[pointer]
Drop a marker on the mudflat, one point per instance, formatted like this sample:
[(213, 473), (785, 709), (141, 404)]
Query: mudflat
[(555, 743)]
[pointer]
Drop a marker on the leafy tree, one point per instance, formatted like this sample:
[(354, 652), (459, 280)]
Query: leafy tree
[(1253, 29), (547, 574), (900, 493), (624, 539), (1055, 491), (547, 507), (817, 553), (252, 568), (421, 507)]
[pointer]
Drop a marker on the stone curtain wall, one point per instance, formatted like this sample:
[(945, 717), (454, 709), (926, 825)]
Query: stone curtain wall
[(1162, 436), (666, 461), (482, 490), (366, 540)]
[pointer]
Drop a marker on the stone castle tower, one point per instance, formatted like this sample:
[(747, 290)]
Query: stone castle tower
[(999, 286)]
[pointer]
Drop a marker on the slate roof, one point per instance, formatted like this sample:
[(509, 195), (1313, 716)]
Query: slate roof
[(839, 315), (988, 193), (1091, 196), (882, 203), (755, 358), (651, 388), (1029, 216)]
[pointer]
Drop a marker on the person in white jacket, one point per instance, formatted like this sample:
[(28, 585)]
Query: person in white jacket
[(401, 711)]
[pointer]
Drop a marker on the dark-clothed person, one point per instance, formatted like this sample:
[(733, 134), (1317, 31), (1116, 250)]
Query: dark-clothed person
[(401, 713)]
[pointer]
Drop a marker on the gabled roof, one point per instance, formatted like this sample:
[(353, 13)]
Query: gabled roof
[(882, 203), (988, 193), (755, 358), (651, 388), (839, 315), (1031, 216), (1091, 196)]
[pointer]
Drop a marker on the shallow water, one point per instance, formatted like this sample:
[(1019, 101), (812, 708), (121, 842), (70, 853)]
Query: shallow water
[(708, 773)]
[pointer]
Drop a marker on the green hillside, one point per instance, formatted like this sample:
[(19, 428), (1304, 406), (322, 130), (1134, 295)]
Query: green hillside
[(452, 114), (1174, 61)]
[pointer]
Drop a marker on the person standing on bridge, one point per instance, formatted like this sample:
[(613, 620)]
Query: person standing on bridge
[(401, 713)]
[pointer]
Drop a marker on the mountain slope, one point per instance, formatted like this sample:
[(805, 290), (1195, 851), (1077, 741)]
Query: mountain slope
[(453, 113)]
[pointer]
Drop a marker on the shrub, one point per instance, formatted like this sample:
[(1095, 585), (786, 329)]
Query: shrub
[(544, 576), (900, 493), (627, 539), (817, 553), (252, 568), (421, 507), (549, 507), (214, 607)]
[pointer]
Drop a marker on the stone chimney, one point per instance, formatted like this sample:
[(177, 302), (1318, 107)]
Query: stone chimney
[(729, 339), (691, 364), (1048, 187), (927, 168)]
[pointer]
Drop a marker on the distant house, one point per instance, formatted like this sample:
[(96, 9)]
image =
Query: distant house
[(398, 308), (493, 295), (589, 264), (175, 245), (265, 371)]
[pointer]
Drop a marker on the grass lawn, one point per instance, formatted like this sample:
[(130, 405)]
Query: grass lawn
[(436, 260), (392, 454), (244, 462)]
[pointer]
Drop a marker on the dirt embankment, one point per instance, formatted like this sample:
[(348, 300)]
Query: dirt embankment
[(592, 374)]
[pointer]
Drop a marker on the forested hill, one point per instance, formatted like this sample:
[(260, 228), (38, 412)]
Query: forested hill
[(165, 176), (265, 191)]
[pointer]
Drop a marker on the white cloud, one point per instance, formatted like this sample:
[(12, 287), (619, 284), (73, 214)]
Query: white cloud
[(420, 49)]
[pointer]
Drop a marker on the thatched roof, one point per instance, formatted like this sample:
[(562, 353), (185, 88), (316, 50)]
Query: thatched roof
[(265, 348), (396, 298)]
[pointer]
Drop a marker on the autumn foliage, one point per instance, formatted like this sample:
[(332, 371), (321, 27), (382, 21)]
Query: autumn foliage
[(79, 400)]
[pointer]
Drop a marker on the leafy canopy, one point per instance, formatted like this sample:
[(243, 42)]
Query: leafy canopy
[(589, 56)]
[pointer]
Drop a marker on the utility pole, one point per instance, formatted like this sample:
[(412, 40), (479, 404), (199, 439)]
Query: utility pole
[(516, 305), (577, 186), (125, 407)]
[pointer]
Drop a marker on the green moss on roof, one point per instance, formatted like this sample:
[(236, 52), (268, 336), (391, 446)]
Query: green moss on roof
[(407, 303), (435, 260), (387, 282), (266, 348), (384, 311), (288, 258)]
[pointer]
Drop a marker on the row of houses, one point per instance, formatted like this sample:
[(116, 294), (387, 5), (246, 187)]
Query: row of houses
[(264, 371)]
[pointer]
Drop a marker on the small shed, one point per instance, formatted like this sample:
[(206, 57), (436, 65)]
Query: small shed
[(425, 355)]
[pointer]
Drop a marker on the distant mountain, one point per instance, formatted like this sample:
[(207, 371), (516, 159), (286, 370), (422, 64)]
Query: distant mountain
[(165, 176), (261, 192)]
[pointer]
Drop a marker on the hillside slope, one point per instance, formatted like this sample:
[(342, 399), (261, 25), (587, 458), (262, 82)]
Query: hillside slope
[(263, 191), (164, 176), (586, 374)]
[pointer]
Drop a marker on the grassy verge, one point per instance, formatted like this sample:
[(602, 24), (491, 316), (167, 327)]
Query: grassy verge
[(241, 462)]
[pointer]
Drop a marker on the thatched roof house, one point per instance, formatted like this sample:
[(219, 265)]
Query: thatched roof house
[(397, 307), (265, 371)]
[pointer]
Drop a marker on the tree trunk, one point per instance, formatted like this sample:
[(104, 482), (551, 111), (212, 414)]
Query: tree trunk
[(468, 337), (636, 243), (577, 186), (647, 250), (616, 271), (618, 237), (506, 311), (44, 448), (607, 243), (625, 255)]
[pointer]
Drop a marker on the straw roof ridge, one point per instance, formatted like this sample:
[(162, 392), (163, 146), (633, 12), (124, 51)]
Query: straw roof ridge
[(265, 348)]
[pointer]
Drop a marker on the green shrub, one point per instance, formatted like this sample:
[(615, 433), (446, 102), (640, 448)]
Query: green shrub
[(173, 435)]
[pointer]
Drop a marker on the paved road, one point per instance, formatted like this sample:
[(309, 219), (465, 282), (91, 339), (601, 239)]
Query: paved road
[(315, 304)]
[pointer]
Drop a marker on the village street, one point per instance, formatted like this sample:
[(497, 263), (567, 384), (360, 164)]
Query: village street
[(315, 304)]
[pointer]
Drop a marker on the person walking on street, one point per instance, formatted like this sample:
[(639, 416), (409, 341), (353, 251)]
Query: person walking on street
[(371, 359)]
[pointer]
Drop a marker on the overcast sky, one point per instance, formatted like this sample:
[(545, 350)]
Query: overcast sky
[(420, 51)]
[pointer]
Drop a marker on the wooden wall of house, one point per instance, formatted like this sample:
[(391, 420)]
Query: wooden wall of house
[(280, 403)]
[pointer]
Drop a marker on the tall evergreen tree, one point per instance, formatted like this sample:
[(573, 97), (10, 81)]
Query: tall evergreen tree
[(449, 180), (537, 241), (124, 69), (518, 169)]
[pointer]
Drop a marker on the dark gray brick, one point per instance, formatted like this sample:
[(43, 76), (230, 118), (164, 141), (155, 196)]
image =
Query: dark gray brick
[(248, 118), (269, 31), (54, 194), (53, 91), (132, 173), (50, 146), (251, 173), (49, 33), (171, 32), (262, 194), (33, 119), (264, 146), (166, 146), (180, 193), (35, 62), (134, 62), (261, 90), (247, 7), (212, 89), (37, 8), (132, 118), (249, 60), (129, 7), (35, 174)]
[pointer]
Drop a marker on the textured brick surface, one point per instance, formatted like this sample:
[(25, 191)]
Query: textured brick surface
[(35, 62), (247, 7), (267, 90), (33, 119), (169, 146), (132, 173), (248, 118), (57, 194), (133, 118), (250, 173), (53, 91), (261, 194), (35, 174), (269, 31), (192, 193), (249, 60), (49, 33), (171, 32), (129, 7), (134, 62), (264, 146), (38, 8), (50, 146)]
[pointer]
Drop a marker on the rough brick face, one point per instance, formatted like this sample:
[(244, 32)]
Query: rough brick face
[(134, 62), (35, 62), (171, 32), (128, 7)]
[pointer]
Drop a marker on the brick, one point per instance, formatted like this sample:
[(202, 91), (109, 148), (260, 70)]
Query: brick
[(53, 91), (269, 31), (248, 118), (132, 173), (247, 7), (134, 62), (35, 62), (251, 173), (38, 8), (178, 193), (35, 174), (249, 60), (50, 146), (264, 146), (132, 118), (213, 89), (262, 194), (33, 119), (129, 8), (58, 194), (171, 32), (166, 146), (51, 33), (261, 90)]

**What the task asks:**
Reproduce the items verbatim, starting at the very first line and continuing through the line that contains "216), (1091, 196)]", including that line.

**Exercise answer:**
[pointer]
Drop a marker on the mudflat, one point per instance, formatted like this sample:
[(213, 473), (785, 709), (141, 404)]
Query: mudflat
[(555, 743)]
[pointer]
Drop a marker on the leafy tree, one point per instance, formatted like this sample:
[(354, 652), (459, 280)]
Query: leafy tree
[(1253, 29), (547, 574), (900, 493), (624, 539), (1055, 491), (547, 507), (817, 553), (252, 568), (421, 507)]
[pointer]
Drop a marker on the stone curtain wall, one point per instance, formatted like this sample:
[(945, 717), (454, 709), (926, 825)]
Query: stone curtain wall
[(1162, 436), (666, 461), (482, 490), (366, 540)]
[pointer]
Drop a marker on the stone castle tower, one point per instance, formatted like this sample:
[(747, 290)]
Query: stone castle tower
[(999, 286)]
[pointer]
Drop a marker on the slate roof, one point per instance, formatted like this sample:
[(509, 195), (1313, 716)]
Query: slate roof
[(839, 315), (988, 193), (1091, 196), (882, 203), (755, 358), (651, 388), (1029, 216)]
[pointer]
Drop a marker on the person in white jacket, one point per instance, formatted like this sample:
[(28, 585)]
Query: person in white jacket
[(401, 711)]
[pointer]
Drop a marker on the dark-clothed person, one point per instance, formatted like this sample:
[(733, 134), (1317, 31), (1116, 250)]
Query: dark-clothed person
[(401, 713)]
[pointer]
Drop a marker on the gabled roof, one point per instance, formatted like this sample:
[(353, 13)]
Query: gabled roof
[(882, 203), (988, 193), (755, 358), (651, 388), (839, 315), (1031, 216), (1091, 196)]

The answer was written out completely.